→ Source data:
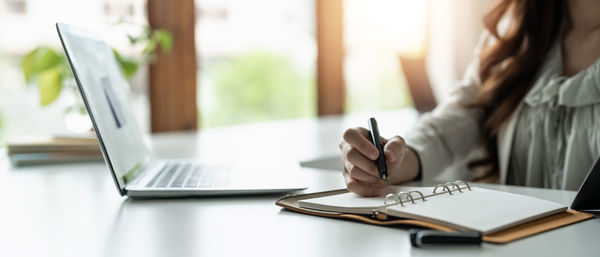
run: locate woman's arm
[339,32,489,196]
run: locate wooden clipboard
[275,189,594,244]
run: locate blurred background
[0,0,492,147]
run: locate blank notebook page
[386,187,567,234]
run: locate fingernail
[387,151,396,161]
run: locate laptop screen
[57,24,150,194]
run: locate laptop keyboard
[146,162,229,189]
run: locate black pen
[369,118,388,183]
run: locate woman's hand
[339,127,419,196]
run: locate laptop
[56,23,306,197]
[571,155,600,215]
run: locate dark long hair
[469,0,568,181]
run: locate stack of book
[7,136,102,166]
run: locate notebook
[298,182,567,235]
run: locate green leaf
[113,49,139,79]
[38,68,63,106]
[21,47,64,83]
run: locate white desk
[0,109,600,257]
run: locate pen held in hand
[369,118,389,183]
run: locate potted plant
[21,26,173,132]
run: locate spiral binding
[383,180,471,206]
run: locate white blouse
[405,32,600,190]
[507,37,600,190]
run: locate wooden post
[148,0,198,132]
[316,0,346,115]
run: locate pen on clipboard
[369,118,389,183]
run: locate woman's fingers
[343,128,379,160]
[383,136,407,162]
[342,144,378,176]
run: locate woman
[339,0,600,196]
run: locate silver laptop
[56,23,306,197]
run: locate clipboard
[275,189,594,244]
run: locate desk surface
[0,109,600,257]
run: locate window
[344,0,427,112]
[196,0,316,127]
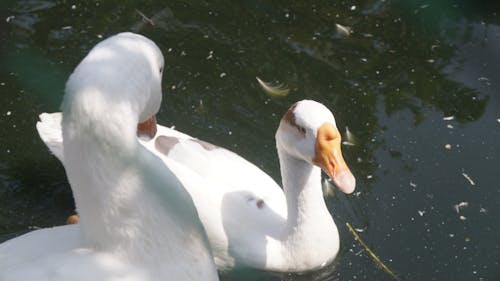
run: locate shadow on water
[0,0,500,280]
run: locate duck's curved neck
[62,94,216,280]
[278,146,339,268]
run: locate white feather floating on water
[335,23,352,36]
[462,173,476,186]
[255,77,290,97]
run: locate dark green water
[0,0,500,281]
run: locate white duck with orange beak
[37,100,355,272]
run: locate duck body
[0,33,218,281]
[34,100,355,272]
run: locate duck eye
[297,126,306,135]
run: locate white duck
[38,97,355,271]
[0,33,218,281]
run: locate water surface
[0,0,500,281]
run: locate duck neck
[278,147,339,267]
[62,95,215,280]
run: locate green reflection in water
[0,0,500,280]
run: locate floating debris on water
[207,51,214,60]
[346,222,401,281]
[462,173,476,186]
[255,77,290,97]
[135,9,155,26]
[453,202,469,214]
[335,23,352,36]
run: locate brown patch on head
[281,102,306,136]
[255,199,265,209]
[155,136,179,155]
[137,115,156,140]
[190,139,221,151]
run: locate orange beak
[313,123,356,194]
[137,115,156,140]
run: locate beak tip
[333,171,356,194]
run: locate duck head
[276,100,356,194]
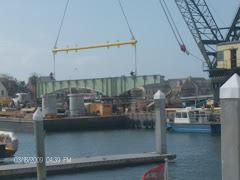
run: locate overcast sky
[0,0,239,80]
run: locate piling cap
[154,90,165,99]
[33,107,43,121]
[220,73,240,99]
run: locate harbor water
[4,129,221,180]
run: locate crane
[170,0,240,103]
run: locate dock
[0,115,129,132]
[0,152,176,177]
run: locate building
[0,82,8,97]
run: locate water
[4,129,221,180]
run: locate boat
[167,107,221,133]
[0,131,18,158]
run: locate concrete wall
[0,82,8,97]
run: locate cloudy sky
[0,0,239,80]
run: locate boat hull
[168,123,221,133]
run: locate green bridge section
[37,75,164,98]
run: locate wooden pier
[0,153,176,177]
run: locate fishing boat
[0,131,18,158]
[167,107,221,133]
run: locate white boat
[168,107,221,133]
[0,131,18,158]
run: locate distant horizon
[0,0,239,82]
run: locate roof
[38,76,55,82]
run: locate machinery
[12,93,31,107]
[159,0,240,104]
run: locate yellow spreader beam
[52,39,137,54]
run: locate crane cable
[53,0,69,78]
[158,0,204,63]
[118,0,137,76]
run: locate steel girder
[225,6,240,41]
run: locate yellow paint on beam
[52,39,137,53]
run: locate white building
[0,82,8,97]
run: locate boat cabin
[174,108,208,124]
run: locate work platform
[0,153,176,177]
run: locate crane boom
[175,0,224,70]
[225,6,240,41]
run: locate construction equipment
[52,39,137,53]
[0,97,11,106]
[159,0,240,104]
[52,0,137,76]
[90,104,112,116]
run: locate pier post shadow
[154,90,167,154]
[220,74,240,180]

→ Exercise description: Display each line of the material above in which the word "green" appears.

→ Answer for the task:
run: locate green leaf
run: locate dark green water
run: locate green reflection in water
run: locate green bridge section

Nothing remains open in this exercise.